Go through the entries, filter for the word "blaze", and copy every line that has it.

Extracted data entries
============

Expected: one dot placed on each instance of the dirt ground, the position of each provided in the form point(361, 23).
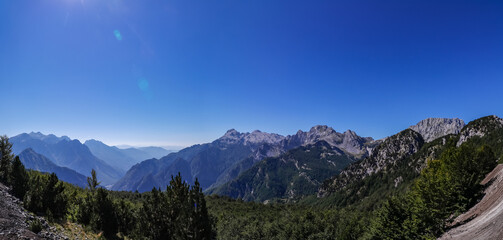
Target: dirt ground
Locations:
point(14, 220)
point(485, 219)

============

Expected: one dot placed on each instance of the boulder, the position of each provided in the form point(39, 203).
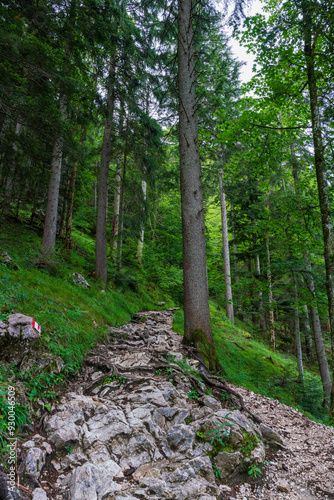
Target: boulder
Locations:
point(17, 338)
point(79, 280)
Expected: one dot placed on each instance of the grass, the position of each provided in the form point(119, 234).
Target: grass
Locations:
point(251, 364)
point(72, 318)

============

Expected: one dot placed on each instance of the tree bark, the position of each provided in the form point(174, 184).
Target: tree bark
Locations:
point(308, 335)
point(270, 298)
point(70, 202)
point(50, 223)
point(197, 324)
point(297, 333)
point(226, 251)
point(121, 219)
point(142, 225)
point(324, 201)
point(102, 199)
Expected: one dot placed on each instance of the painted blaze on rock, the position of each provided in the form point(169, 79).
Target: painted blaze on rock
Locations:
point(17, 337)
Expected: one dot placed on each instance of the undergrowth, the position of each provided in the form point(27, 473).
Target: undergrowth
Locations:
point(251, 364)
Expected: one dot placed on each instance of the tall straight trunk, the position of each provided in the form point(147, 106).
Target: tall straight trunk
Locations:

============

The completed task:
Expected: one dot placed on each instance of the painted blaze on rock, the position of each provided in the form point(169, 79).
Target: painted blaze on rock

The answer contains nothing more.